### Selected passage
The School District maintains no settlement was ever made to Cash in the case and no documents relating to a settlement for Foster exists.
(The opinion contains a footnote stating Bryson did not indicate whether the documents shredded were his own personal records, or records belonging to the Board. If they were Board records, they should not have been destroyed the opinion states.)
The Attorney General’s opinion states the District made a good-faith effort to satisfy the request, and in failing to find any relevant documents, was proper in indicating to Price that there were no records to issue.
“The McCreary County School District did not violate the Open Records Act because it cannot produce nonexistent records for inspection of copying and is not required to ‘prove a negative’ in order to refute unsubstantiated claim (sic) that additional responsive documents exist.”
The lawsuit referenced in the filing was filed by Michael Cash, then a teacher at McCreary Central, over the omission of his application for the Principal position at the school. Cash contended that then Superintendent of Schools Ray Ball withheld Cash’s application when submitting applicants to the Site Based Decision Making Council for consideration for the position.
Ball’s defense asserted that his obligation was to forward applications he determined were qualified for the position to the SBDM. David Cothran was eventually hired as Principal.

### Exercise description
Copy the passage on the McCreary County school records dispute from "Ball’s defense asserted" to "hired as Principal.", changing "SBDM" to "site council".

[Stored data entries]
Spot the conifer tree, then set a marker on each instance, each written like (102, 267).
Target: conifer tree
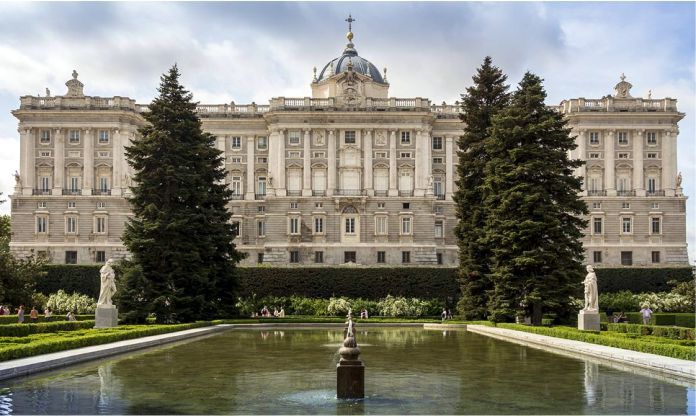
(180, 236)
(533, 208)
(482, 100)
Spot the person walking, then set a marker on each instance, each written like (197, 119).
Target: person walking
(20, 314)
(33, 315)
(646, 313)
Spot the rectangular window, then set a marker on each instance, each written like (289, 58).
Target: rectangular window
(260, 228)
(71, 225)
(437, 143)
(655, 225)
(45, 137)
(349, 257)
(594, 137)
(651, 138)
(41, 225)
(294, 138)
(406, 226)
(100, 225)
(655, 256)
(381, 225)
(294, 225)
(439, 229)
(100, 256)
(74, 136)
(597, 226)
(596, 256)
(71, 257)
(350, 226)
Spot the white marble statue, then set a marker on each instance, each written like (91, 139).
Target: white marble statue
(108, 284)
(591, 296)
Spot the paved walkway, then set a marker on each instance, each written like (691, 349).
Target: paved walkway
(682, 369)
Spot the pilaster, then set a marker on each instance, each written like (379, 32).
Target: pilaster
(58, 162)
(367, 162)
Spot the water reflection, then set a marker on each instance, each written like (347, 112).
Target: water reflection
(289, 371)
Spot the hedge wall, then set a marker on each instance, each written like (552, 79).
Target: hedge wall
(639, 280)
(362, 282)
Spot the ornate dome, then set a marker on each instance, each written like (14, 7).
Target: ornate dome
(350, 57)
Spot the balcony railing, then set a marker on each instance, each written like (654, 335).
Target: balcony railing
(349, 192)
(655, 193)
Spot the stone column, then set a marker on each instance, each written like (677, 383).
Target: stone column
(669, 162)
(118, 159)
(58, 162)
(582, 155)
(449, 167)
(27, 170)
(88, 163)
(331, 174)
(367, 163)
(393, 191)
(307, 164)
(251, 160)
(638, 174)
(609, 171)
(420, 179)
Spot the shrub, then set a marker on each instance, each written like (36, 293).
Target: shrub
(61, 302)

### Reply
Ball’s defense asserted that his obligation was to forward applications he determined were qualified for the position to the site council. David Cothran was eventually hired as Principal.